To do:
[a] Answer the following from the text below on impeaching a witness by a prior inconsistent statement.
(i) Must a prior inconsistent statement have been made under oath?
(ii) As what are prior inconsistent statements of the adverse party treated?
(iii) When the statements are in writing, what must be done with the paper?
[b] In the extracted rows below, from the row containing "where the distant" through the final row, inclusive, replace "detection pipeline" with "localization system" and leave everything else unchanged. Return only those rows.

Reading text:
Trial Testimony - Cross - Examination - Impeachment of Witness by Prior Inconsistent Statement and Questions for Introduction
As a general rule, the credibility of any witness can be attacked by showing an inconsistency between his testimony at trial and what he has said on previous occasions.[1]
The prior inconsistent statement can be written or oral, and it need not have been under oath.[2]
Counsel may also show prior inconsistent statements to discredit the adverse party though oral and not made under oath. Such statements are treated as admissions of a party.[3]
Any oral or written statement of a witness made out of court, which contradicts a material part of his testimony, may be, if properly proven, introduced in evidence, as tending to discredit him, rather than as proof of the truth of the statement. [4]
If evidence of the statement of a witness is intended to prove that he gave an opinion inconsistent with the testimony, it is sufficient if the opinion is so incompatible with the facts he testified to that an honest mind knowing the facts would not be likely to entertain the opinion. It is sufficient if the testimony and the statements are inconsistent and tend to prove differing facts.[5]
A witness cannot be impeached by inconsistent statements that he made before or after he has testified unless he has been adequately warned by the cross-examiner that those statements will be later offered against him.[6] There must be a proper foundation laid for the introduction of prior inconsistent statements of a witness. In order to prevent surprise and give the witness the first opportunity to explain any apparent inconsistency between his testimony at trial and his previous statements, he must first be questioned as to the time, place and substance of the prior statement.[7]
Where the statements are oral, the warning is given as follows:
(By Counsel)
Q. Did you on (date) at (place) in the presence of (name) or to (name of the person(s) state (alleged contradictory statements)? [8]
Where the statements are in writing the paper must be shown or read to the witness and marked for identification.

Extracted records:

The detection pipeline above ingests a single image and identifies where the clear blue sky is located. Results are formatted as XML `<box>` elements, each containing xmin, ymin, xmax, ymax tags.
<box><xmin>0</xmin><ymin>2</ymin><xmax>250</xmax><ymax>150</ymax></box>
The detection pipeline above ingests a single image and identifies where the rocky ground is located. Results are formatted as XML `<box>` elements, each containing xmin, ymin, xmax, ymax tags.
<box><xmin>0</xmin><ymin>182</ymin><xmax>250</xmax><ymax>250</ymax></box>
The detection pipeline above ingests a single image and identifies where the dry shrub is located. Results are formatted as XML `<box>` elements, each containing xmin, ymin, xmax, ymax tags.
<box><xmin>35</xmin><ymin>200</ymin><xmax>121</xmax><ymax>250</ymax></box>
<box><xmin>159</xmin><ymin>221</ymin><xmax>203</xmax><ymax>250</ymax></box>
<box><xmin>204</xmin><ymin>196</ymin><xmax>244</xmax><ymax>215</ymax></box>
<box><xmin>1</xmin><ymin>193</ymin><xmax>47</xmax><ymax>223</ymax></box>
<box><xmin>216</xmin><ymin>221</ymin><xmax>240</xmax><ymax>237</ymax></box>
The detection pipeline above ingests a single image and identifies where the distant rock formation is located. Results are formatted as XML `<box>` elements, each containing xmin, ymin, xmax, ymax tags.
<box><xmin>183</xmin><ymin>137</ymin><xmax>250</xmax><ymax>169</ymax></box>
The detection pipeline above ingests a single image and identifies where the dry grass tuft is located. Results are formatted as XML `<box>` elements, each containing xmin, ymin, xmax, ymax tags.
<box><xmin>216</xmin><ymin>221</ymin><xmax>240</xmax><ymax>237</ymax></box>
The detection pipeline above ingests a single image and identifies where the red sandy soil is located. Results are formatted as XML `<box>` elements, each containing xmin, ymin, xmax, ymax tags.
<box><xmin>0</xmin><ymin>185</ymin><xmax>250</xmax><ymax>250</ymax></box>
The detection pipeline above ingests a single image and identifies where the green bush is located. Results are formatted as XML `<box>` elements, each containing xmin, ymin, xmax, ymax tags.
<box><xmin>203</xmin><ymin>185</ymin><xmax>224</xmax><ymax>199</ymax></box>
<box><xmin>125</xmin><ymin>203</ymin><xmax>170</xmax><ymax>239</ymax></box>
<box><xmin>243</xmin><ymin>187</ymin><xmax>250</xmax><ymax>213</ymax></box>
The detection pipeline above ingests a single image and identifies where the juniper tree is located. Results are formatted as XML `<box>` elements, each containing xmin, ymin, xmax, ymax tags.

Solutions:
[a]
(i) No. It can be written or oral and need not have been under oath.
(ii) They are treated as admissions of a party.
(iii) It must be shown or read to the witness and marked for identification.

[b]
The localization system above ingests a single image and identifies where the distant rock formation is located. Results are formatted as XML `<box>` elements, each containing xmin, ymin, xmax, ymax tags.
<box><xmin>183</xmin><ymin>137</ymin><xmax>250</xmax><ymax>169</ymax></box>
The localization system above ingests a single image and identifies where the dry grass tuft is located. Results are formatted as XML `<box>` elements, each containing xmin, ymin, xmax, ymax tags.
<box><xmin>216</xmin><ymin>221</ymin><xmax>240</xmax><ymax>237</ymax></box>
The localization system above ingests a single image and identifies where the red sandy soil is located. Results are formatted as XML `<box>` elements, each containing xmin, ymin, xmax, ymax tags.
<box><xmin>0</xmin><ymin>185</ymin><xmax>250</xmax><ymax>250</ymax></box>
The localization system above ingests a single image and identifies where the green bush is located. Results are formatted as XML `<box>` elements, each containing xmin, ymin, xmax, ymax tags.
<box><xmin>203</xmin><ymin>185</ymin><xmax>224</xmax><ymax>199</ymax></box>
<box><xmin>125</xmin><ymin>203</ymin><xmax>170</xmax><ymax>239</ymax></box>
<box><xmin>243</xmin><ymin>187</ymin><xmax>250</xmax><ymax>213</ymax></box>
The localization system above ingests a single image and identifies where the juniper tree is located. Results are formatted as XML `<box>` elements, each containing xmin, ymin, xmax, ymax tags.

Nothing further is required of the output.